Part of a data file:
==================================================
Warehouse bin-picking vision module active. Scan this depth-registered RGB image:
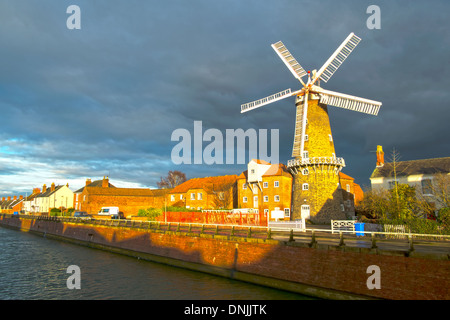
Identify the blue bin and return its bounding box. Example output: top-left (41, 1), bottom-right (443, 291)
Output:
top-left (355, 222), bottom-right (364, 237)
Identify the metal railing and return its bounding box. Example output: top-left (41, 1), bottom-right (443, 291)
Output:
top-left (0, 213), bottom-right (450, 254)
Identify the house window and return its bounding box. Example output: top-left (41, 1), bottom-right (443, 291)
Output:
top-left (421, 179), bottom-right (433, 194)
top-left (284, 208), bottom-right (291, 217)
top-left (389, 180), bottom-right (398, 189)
==================================================
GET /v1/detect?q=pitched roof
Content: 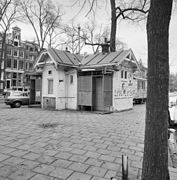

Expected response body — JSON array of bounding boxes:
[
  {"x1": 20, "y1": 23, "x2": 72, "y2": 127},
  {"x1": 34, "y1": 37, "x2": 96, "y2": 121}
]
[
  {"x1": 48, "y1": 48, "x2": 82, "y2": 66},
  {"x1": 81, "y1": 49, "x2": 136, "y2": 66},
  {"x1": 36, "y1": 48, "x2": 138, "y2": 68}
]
==================================================
- [Given instruction]
Format the lines as a two-column CSV with the headers input and output. Begin at the line that has "Warehouse bin-picking vision" and stop after the line that has "top-left (0, 213), bottom-right (450, 254)". Each row should pair one text with its answer, with each in a single quoted field and line breaks replaced by spaces. Leave the pictures out.

- [Response for this exercise]
input,output
"Warehouse bin-picking vision module active. Scan this depth-registered RGB image: Identify the blue bin and return its bounding box. Example output: top-left (41, 1), bottom-right (443, 291) Output:","top-left (355, 222), bottom-right (364, 237)"
"Identify the metal railing and return its bounding box. Example output: top-left (41, 1), bottom-right (443, 291) Output:","top-left (0, 213), bottom-right (450, 254)"